• PROBLEM TO SOLVE
Find "ok lemme think... I need the box for the flagpole" in the data, then restate the line it sits in and every later line word for word, ending with the last line.

Phrase grounding data:
□ □ □ □

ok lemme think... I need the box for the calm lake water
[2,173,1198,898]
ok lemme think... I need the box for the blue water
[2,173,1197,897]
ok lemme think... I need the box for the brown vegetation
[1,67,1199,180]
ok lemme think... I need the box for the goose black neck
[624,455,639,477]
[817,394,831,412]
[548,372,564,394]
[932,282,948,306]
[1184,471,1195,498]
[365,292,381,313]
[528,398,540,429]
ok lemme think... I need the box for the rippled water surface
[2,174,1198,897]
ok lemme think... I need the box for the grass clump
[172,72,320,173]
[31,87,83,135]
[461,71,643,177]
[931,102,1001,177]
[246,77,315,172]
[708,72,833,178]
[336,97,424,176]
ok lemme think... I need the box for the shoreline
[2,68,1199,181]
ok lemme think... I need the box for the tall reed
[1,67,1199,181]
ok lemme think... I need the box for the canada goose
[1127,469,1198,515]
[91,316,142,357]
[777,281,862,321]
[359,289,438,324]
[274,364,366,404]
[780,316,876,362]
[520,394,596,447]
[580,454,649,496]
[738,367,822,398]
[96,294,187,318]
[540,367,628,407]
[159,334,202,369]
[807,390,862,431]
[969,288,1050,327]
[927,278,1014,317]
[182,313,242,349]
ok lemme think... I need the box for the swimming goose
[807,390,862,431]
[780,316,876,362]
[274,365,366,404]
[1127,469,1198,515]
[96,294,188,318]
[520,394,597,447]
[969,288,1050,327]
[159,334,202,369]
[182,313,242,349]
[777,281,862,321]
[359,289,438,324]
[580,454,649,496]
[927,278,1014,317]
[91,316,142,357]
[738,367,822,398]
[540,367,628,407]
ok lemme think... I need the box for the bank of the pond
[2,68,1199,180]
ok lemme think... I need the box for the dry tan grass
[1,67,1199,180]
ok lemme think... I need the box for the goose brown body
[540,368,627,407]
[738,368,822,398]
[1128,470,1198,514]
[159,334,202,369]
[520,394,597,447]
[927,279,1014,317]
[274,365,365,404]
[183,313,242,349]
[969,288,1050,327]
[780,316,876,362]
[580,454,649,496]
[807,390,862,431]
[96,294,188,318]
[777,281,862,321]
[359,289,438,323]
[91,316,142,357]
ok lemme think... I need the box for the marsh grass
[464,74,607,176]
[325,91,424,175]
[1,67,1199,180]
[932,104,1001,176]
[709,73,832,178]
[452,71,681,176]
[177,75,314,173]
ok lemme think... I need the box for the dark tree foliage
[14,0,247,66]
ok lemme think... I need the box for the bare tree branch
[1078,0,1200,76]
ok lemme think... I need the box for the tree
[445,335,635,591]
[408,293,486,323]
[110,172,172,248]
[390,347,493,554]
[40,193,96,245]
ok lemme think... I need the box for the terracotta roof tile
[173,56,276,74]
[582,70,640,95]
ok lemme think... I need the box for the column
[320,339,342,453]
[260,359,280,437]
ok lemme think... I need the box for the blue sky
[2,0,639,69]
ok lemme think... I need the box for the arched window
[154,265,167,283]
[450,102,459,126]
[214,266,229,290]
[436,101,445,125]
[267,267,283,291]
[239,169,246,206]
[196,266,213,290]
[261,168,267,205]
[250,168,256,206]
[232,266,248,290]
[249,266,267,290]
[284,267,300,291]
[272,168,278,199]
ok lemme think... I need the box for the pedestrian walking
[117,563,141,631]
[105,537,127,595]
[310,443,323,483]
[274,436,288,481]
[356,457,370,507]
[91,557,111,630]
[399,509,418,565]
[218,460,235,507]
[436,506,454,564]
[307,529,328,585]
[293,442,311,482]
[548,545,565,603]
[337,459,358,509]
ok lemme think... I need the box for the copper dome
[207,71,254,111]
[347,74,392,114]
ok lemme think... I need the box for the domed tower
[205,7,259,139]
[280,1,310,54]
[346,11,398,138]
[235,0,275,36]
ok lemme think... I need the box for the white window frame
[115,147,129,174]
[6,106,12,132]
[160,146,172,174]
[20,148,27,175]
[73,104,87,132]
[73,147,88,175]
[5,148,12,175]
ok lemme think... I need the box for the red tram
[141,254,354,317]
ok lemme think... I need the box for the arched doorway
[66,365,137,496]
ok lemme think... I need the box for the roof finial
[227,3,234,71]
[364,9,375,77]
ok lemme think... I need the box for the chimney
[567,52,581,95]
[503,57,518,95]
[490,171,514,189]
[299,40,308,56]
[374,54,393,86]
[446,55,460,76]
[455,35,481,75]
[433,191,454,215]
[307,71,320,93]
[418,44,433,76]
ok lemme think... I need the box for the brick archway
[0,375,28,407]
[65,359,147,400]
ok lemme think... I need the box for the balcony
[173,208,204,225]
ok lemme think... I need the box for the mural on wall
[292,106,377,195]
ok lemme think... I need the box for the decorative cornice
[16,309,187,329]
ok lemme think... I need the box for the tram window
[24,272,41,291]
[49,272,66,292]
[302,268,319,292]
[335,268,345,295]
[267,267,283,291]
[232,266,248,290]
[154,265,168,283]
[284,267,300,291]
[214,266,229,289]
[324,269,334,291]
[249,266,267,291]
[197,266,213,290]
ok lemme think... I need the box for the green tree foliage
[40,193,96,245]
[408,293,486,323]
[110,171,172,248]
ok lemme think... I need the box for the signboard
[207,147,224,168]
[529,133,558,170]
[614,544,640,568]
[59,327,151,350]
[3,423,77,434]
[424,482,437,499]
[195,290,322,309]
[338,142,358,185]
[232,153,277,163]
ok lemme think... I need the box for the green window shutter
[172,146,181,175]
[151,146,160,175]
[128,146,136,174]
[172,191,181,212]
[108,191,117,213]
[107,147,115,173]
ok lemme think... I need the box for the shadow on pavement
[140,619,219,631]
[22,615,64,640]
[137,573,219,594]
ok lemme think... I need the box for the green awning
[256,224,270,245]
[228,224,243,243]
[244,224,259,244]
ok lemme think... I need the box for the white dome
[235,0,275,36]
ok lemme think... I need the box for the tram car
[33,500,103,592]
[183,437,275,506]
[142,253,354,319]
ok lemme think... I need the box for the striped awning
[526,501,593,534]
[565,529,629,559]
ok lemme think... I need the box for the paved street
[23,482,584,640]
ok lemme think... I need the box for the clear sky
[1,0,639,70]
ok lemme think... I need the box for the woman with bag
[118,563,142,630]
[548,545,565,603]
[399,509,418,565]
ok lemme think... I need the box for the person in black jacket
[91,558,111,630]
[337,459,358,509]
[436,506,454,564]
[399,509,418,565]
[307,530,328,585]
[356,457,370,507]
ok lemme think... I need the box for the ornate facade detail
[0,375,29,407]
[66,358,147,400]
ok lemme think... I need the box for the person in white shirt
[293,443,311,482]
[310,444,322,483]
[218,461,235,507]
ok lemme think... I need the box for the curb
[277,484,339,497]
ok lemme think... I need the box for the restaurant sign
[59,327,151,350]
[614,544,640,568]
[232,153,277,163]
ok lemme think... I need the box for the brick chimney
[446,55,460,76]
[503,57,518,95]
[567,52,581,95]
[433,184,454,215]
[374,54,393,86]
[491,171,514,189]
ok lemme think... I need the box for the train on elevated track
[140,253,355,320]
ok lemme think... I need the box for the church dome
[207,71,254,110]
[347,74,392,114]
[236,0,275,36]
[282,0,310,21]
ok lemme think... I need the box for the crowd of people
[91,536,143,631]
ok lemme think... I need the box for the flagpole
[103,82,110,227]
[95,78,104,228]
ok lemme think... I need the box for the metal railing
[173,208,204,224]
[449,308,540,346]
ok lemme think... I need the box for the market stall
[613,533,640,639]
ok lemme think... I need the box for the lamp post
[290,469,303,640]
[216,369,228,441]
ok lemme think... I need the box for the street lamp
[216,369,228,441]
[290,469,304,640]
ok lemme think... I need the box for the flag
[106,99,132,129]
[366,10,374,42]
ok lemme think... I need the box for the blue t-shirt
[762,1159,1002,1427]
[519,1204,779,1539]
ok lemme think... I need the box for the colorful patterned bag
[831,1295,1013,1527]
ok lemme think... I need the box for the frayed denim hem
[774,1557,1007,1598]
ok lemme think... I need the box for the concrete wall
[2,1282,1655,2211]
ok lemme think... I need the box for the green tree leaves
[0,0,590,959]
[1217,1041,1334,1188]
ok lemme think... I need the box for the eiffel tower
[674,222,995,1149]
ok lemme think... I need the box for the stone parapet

□ □ □ □

• OUTPUT OF THE TASK
ok lemme think... I need the box for the flagpole
[103,82,110,227]
[95,78,104,228]
ok lemme think... I need the box for the metal railing
[173,208,204,224]
[449,308,540,346]
ok lemme think... I need the box for the market stall
[613,533,640,639]
ok lemme think... I need the box for the lamp post
[290,469,303,640]
[216,369,228,441]
ok lemme think... I need the box for the street lamp
[216,369,228,441]
[290,469,304,640]
ok lemme think... I need the box for the flag
[106,99,132,129]
[366,10,374,42]
ok lemme think... I need the box for the blue t-shirt
[762,1159,1002,1427]
[519,1204,779,1539]
ok lemme think... I need the box for the colorful patterned bag
[831,1295,1013,1527]
ok lemme think... I need the box for the frayed denim hem
[774,1557,1007,1598]
ok lemme think... I need the box for the concrete wall
[2,1282,1655,2211]
ok lemme think... I need the box for the green tree leaves
[0,0,590,959]
[1217,1041,1334,1188]
ok lemme think... I need the box for the eiffel tower
[674,222,995,1149]
ok lemme think... I need the box for the stone parapet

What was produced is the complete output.